#### Text provided

Were those gay and lesbian organizations that you were contributing money to?

"One was the Task Force (at that time the Gay & Lesbian Task Force) and AALGA (African-American Lesbian & Gay Alliance)."

So you were giving to both national and local groups?

“Yes. If I was in Atlanta, I would go to a meeting or something and see what was going on, but just really, you know, gingerly. Then there was a guy, someone on a loading dock, who called someone a faggot, and I stepped right into his face and said, “I’m a faggot. What about it?” It was clear that I was there, and that’s where I met Cherry. When we came back to Atlanta, I said “You know Cherry, now’s the time I can give back for a while. Let me do that. She’s going to work and use savings to do something. Patrick _____ [unknown] was talking about starting GLAAD, and I joined him in that effort. I got a call from a woman--the ACLU had given her my number. She was outraged. Her son had died from AIDS, and the Atlanta Journal/Constitution solicited an obituary from her. They had some space to fill – they do that--and they called her, and she said that her son had died from complications of AIDS. She told them he’d been with his partner …let’s say 13 years…and she wanted him listed as his partner. They went over the whole thing and she said, “That’s what I want and if you can’t do it that way, don’t use it.” Well they left his partner out entirely; they said he died after a long illness. She called the ACLU, who told her there is nothing we can do; that’s not against the law, I’m sorry. Hence, the phone call. And I told her the same thing – we can’t make them do anything. Now, I said, we can do our best to make their life miserable. We don’t have to take it lying down, but we can’t make them do that. When I brought it to GLAAD, I said “I’m ready to run with it, if you want. We can’t win it, but we can certainly…”

Now when you talk about helping to form GLAAD, was it national GLAAD you are talking about or a local chapter?

"It was here in Atlanta, and we were just getting started. The charters were just going out – I think there were 7 cities involved at the time, and on the brink of forming the national organization – that happened just a short time later. As a matter of fact, when it did happen there was a second call for a March on Washington in ’93. So I said “OK, I’ll go do the March thing.”

"So I called the editor about the obituary, made an appointment to see him and went down. It did not go well. He told me that he had to respect family’s wishes when someone died, and that he couldn’t put that in because some family members might be upset by."

Not the family that was asking to put it in?

“Right, another part of the family might be upset by it. I told him he was a liar. I said, ‘You are a liar, because you have women call and give you obituaries for Mr. Jones and you put it in the paper, and then you have Mrs. Jones call you up and say, ‘That is not his wife, I am!’ I said, ‘I know it happens to you all the time. You’re responding to gender. You’re not responding t--you don’t ask for marriage certificates--you’re lying!” It wasn’t my best meeting. We had a shouting match. I was so angry with him, because it’s not right. He was saying something about the guy that was doing the obituaries said he would quit before he would put something like that in there. I said, “then you should fire him, if he’s not willing to give what the families want. He’s not the gatekeeper. He’s not in charge of who people love and who they want to be remembered by and who wants to remember them.”

########

* [Given task a]: Reproduce the records word for word, starting with the line that contains "Annotate each instance of the dark" and going on through the last line of the records.

#### Data excerpts

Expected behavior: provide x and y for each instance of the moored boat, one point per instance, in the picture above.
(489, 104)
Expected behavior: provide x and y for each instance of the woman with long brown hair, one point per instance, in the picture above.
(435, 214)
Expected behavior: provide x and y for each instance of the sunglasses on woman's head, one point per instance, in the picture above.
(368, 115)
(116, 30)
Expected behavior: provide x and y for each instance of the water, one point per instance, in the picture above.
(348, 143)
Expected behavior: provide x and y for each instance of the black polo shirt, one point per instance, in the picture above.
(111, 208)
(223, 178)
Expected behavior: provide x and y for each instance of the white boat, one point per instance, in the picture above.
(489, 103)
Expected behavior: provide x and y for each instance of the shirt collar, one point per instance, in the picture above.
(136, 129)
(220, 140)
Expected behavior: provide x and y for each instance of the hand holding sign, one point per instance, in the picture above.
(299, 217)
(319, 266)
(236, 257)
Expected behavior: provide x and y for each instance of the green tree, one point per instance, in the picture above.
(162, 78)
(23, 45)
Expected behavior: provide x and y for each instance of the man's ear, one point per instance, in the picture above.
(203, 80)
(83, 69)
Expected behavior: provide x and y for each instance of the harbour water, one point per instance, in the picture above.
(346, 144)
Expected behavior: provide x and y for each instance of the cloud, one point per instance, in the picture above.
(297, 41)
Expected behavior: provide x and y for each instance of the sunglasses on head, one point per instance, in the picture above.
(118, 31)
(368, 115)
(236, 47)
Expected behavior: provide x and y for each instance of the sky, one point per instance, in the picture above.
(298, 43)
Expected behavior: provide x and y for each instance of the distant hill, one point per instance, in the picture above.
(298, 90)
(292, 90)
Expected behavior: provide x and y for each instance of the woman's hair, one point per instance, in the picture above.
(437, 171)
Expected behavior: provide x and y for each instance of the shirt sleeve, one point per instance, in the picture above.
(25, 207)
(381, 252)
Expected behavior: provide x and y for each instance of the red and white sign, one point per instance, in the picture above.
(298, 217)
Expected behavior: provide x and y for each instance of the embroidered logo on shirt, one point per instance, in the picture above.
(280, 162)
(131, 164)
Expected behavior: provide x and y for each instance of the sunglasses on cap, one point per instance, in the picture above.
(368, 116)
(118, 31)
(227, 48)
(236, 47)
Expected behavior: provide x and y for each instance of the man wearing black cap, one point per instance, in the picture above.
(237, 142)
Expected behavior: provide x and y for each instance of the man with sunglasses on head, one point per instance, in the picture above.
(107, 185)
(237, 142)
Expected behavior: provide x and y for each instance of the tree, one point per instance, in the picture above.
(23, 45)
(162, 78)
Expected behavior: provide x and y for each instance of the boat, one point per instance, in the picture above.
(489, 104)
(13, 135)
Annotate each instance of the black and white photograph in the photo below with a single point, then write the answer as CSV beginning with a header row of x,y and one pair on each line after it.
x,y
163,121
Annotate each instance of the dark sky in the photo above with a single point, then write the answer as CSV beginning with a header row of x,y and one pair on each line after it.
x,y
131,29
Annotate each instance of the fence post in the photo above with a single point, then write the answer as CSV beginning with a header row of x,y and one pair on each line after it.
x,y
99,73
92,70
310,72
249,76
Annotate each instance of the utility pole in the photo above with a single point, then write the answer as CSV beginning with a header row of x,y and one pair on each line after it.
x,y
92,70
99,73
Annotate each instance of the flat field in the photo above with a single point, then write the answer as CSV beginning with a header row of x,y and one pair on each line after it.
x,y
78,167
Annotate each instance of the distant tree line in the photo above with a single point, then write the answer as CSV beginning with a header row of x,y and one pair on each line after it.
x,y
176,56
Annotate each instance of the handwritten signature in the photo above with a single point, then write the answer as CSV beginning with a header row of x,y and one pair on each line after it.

########

* [Given task b]: Based on the interview, say whether each statement agrees with it. Answer yes or no for each, and quote the deciding words. (i) The ACLU told the mother that nothing could be done. (ii) The published obituary named the son's partner. (iii) The meeting with the editor about the obituary went well.

* [Exercise solution a]:
Annotate each instance of the dark sky in the photo above with a single point, then write the answer as CSV beginning with a header row of x,y and one pair on each line after it.
x,y
131,29
Annotate each instance of the fence post in the photo above with a single point, then write the answer as CSV beginning with a header row of x,y and one pair on each line after it.
x,y
99,73
92,70
310,72
249,76
Annotate each instance of the utility pole in the photo above with a single point, then write the answer as CSV beginning with a header row of x,y and one pair on each line after it.
x,y
92,70
99,73
Annotate each instance of the flat field in the photo above with a single point, then write the answer as CSV beginning with a header row of x,y and one pair on each line after it.
x,y
78,167
Annotate each instance of the distant tree line in the photo above with a single point, then write the answer as CSV beginning with a header row of x,y and one pair on each line after it.
x,y
176,56
Annotate each instance of the handwritten signature in the photo above with a single point, then write the answer as CSV beginning with a header row of x,y and one pair on each line after it.

* [Exercise solution b]:
(i) Yes: "She called the ACLU, who told her there is nothing we can do; that’s not against the law, I’m sorry."
(ii) No: "Well they left his partner out entirely; they said he died after a long illness."
(iii) No: "It did not go well."